*** Begin section ***

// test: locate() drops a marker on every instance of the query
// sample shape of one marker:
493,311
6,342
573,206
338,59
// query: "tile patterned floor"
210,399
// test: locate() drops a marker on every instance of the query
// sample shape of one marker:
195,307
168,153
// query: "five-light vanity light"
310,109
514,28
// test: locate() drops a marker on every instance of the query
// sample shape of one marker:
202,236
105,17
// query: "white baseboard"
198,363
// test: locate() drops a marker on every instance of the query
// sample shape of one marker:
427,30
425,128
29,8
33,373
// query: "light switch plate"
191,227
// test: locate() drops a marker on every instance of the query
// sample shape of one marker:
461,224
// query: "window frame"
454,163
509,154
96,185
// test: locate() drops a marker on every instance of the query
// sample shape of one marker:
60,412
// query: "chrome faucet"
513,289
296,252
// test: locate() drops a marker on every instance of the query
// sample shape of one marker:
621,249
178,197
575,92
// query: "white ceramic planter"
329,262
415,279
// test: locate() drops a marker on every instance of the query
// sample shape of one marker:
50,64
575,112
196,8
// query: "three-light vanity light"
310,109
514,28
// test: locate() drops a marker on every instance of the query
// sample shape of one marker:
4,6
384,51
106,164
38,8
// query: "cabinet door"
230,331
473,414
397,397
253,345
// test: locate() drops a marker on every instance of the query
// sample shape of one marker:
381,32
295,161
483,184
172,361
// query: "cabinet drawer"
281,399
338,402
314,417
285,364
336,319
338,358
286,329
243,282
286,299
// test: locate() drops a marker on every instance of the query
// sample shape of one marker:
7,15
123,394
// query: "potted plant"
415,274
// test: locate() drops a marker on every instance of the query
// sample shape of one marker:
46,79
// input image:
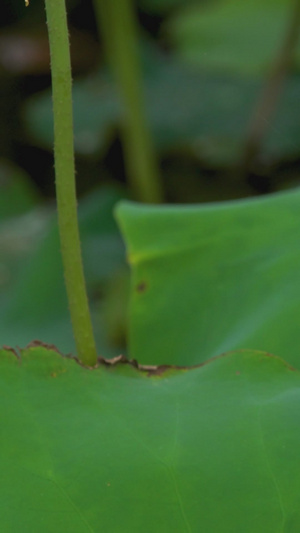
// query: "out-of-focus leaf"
223,275
185,107
230,35
17,194
36,304
214,449
161,7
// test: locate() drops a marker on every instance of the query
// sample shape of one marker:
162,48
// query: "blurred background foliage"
221,83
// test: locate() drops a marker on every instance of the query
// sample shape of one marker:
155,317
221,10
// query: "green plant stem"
118,24
269,97
65,181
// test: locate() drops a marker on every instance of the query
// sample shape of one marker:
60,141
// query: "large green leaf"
35,304
223,276
230,35
214,449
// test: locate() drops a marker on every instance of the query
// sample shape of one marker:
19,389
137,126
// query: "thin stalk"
65,181
269,97
118,24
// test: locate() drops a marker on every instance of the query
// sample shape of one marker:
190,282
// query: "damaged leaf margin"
149,370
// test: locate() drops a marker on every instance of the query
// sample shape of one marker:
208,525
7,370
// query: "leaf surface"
225,276
230,35
212,449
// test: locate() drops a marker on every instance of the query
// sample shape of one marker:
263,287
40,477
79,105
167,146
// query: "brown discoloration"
150,370
10,349
39,344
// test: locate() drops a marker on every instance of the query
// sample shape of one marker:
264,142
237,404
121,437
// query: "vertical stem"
268,99
118,24
65,181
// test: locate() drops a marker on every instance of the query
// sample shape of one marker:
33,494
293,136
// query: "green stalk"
118,25
65,181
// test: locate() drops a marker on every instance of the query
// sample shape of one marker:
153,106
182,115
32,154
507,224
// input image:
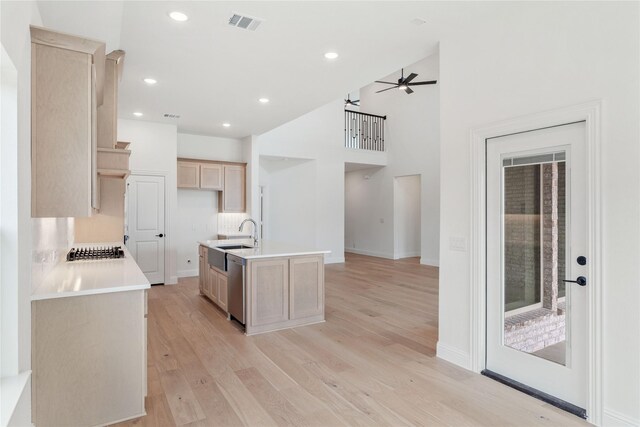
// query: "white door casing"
591,113
146,224
565,380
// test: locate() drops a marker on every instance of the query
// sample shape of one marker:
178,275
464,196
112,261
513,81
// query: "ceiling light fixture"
178,16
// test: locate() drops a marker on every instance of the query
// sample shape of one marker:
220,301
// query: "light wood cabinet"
306,274
233,194
284,292
269,293
229,178
188,175
67,75
89,359
211,176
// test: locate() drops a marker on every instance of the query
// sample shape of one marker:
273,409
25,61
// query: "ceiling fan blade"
389,88
410,77
430,82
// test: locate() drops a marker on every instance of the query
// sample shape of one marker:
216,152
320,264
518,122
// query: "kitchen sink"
226,248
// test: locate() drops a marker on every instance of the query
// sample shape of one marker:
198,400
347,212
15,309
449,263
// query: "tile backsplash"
51,239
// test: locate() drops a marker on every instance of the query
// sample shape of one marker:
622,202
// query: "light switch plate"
458,244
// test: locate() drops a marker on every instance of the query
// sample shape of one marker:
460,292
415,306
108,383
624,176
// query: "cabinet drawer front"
306,287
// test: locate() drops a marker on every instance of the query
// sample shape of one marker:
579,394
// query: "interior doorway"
407,216
145,227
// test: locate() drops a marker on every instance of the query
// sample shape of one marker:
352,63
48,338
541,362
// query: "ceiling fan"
348,101
404,83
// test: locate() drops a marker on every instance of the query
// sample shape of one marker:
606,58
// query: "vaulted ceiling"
209,72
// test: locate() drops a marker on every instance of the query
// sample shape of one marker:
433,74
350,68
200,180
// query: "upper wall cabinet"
217,176
67,86
108,111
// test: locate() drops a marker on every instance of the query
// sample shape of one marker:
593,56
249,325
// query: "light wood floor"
372,363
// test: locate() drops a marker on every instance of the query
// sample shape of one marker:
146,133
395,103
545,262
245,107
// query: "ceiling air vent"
245,22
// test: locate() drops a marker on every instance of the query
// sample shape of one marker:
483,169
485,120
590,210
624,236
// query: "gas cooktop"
100,252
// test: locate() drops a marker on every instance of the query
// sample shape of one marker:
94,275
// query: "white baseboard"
187,273
429,261
407,255
611,418
369,253
453,355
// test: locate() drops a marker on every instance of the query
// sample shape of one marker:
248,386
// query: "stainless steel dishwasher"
236,293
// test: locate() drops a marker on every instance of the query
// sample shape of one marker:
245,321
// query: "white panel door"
536,246
145,224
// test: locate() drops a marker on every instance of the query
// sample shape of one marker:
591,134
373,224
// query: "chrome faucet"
255,231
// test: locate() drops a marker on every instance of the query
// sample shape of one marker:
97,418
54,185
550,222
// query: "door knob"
581,280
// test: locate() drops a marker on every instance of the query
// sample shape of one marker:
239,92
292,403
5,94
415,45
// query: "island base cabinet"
89,359
306,287
284,292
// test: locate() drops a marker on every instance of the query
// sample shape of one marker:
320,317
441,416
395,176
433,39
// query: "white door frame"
167,220
590,112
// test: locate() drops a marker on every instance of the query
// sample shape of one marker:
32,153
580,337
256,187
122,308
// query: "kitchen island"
271,286
89,342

*** End section ***

YOUR GOAL.
If a line holds an image, leave the image out; retype everything else in the entries exactly.

EXERCISE RESPONSE.
// test: locate() drops a marker on every instance of the query
// sample shape of one marker:
493,311
6,342
573,206
338,59
// query: "tile patterned floor"
210,399
// test: locate() drops a marker on every instance of the query
// sample shape of one marker:
195,307
168,153
// query: "five-light vanity light"
310,109
514,28
// test: locate() drops a marker on every instance of the query
// sample shape of one marker:
202,236
105,17
// query: "white baseboard"
198,363
// test: locate() drops a marker on every instance of the query
// sample shape of one marker:
427,30
425,128
29,8
33,373
// query: "light switch plate"
191,227
// test: locate() drops a marker on every instance of the query
// sample shape of one marker:
461,224
// query: "window frame"
454,163
509,154
96,185
// test: locate() drops a marker on every instance of the query
// sample shape of one marker:
60,412
// query: "chrome faucet"
513,289
296,252
// test: locate() drops a marker on every instance of the query
// sample shape of one marker:
621,249
178,197
575,92
// query: "white ceramic planter"
329,262
415,279
// test: locate() drops a marker on every instance of the query
// sample shape of one marker:
50,64
575,112
196,8
// query: "three-light vanity light"
310,109
514,28
// test: locate() drops a marker on every instance of the query
// sample shape of one marker:
4,6
384,51
106,164
38,8
// query: "cabinet door"
230,331
473,414
397,397
253,345
// test: locate() drops a marker on every instance of the query
// sample shape of one marker:
381,32
295,161
483,184
172,361
// query: "cabinet drawer"
281,399
338,402
314,417
285,364
336,319
338,358
286,329
243,282
286,299
// test: locate() drops a marker on every instance of the query
// sample shape of one marker:
7,15
123,394
// query: "potted plant"
415,274
// test: locate() drops a marker on every instance of the query
// sample shape of one marker:
46,79
// input image:
// query: "out-of-focus leaf"
223,275
185,107
230,35
17,194
36,304
214,449
161,7
// test: locate() drops a marker on every instance of the query
// sample shape of one marker:
162,48
// query: "blurred background foliage"
221,83
// test: locate() drops a marker on every instance of the query
// sample shape of one marker:
155,317
221,10
// query: "green plant stem"
118,24
269,97
65,181
// test: locate() drops a marker on every instance of the query
// sample shape of one marker:
60,141
// query: "large green leaf"
35,304
223,276
230,35
214,449
// test: locate() drops a marker on every instance of the query
// sample shape of one marker:
19,389
137,126
// query: "thin stalk"
65,181
269,97
118,24
// test: locate() drops a marker on every instance of the query
// sample shape of one marker:
190,282
// query: "damaged leaf margin"
149,370
// test: locate() drops a marker on every instance of the query
// sample shape of one marker:
208,525
7,370
// query: "leaf surface"
225,276
230,35
212,449
// test: locate() drops a marker on every instance of the query
// sample shape of one marker:
263,287
40,477
79,105
167,146
// query: "brown discoloration"
150,370
10,349
39,344
// test: locate() drops a marker on every instance of the query
// sample shape of one marker:
264,142
237,404
121,437
// query: "vertical stem"
268,99
118,24
65,181
// test: locate() drops a marker on every instance of the query
// sample shape of one marker:
33,494
293,136
// query: "green stalk"
118,25
65,181
// test: locate() drops a marker on every instance of the query
// sample shape of one marker:
153,106
182,115
32,154
507,224
// input image:
// query: "white door casing"
591,113
146,224
565,380
// test: locate() drops a marker on every instance of the query
// sample shape of one marker:
178,275
464,196
112,261
513,81
// query: "ceiling light fixture"
178,16
// test: locate() drops a marker on every instance of the query
// sample shape of one marker:
220,301
// query: "light wood cabinet"
306,274
233,194
284,292
269,293
229,178
188,175
67,75
89,359
211,176
// test: locate() drops a marker on every instance of the query
// sample shape of one marker:
273,409
25,61
// query: "ceiling fan blade"
389,88
410,77
430,82
// test: locate() drops a marker on every instance of the query
// sample shape of one marker:
216,152
320,264
518,122
// query: "kitchen sink"
226,248
// test: locate() drops a marker on every instance of the query
// sample shape of one marker:
198,400
347,212
15,309
449,263
// query: "tile backsplash"
51,239
// test: locate() drops a marker on every instance of the query
// sample shape of one marker:
622,202
// query: "light switch plate"
458,244
// test: locate() drops a marker on every instance of the query
// sample shape of one marker:
460,292
415,306
108,383
624,176
// query: "cabinet drawer front"
306,287
// test: locate() drops a marker on every instance of the query
// sample shape of one marker:
579,394
// query: "interior doorway"
407,216
145,227
// test: locate() drops a marker on every instance of the query
// sample shape of one marker:
352,63
48,338
541,362
// query: "ceiling fan"
348,101
404,83
// test: locate() drops a marker on every instance of the query
// sample shape of one marker:
606,58
// query: "vaulted ceiling"
209,72
// test: locate() drops a marker on every instance of the query
// sample shape of one marker:
433,74
350,68
200,180
// query: "upper wall cabinet"
217,176
67,86
108,111
// test: locate() drops a marker on every instance of the query
// sample shape of one marker:
593,56
249,325
// query: "light wood floor"
372,363
// test: locate() drops a marker on every instance of the query
// sample shape of one marker:
146,133
395,103
545,262
245,107
// query: "ceiling air vent"
245,22
// test: locate() drops a marker on every instance of the query
// sample shape of one marker:
483,169
485,120
590,210
624,236
// query: "gas cooktop"
100,252
// test: locate() drops a marker on every instance of the query
// sample shape of one marker:
94,275
// query: "white baseboard"
187,273
429,261
407,255
611,418
369,253
453,355
// test: locate() drops a marker on every instance of the query
// sample shape of one marker:
248,386
// query: "stainless steel dishwasher"
236,293
// test: locate() drops a marker on every instance of the query
// sample shape of one marker:
245,321
// query: "white panel door"
536,246
145,224
// test: locate() drops a marker on every instance of the query
// sample shape of one marker:
591,134
373,224
// query: "chrome faucet"
255,231
// test: locate() drops a marker on every instance of the query
// sample shape of one marker:
97,418
54,185
550,222
// query: "door knob"
581,280
// test: locate() drops a marker on every instance of the query
// sample shape of one marker:
239,92
292,403
5,94
415,45
// query: "island base cabinet"
89,359
306,287
284,292
// test: locate() drops a marker on every instance of the query
// sample shape of one marker:
320,317
441,416
395,176
433,39
// query: "white door frame"
167,220
590,112
// test: locate() drops a marker on every instance of the query
// sample shape of one marker:
32,153
580,337
256,187
122,308
// query: "kitchen island"
271,286
89,342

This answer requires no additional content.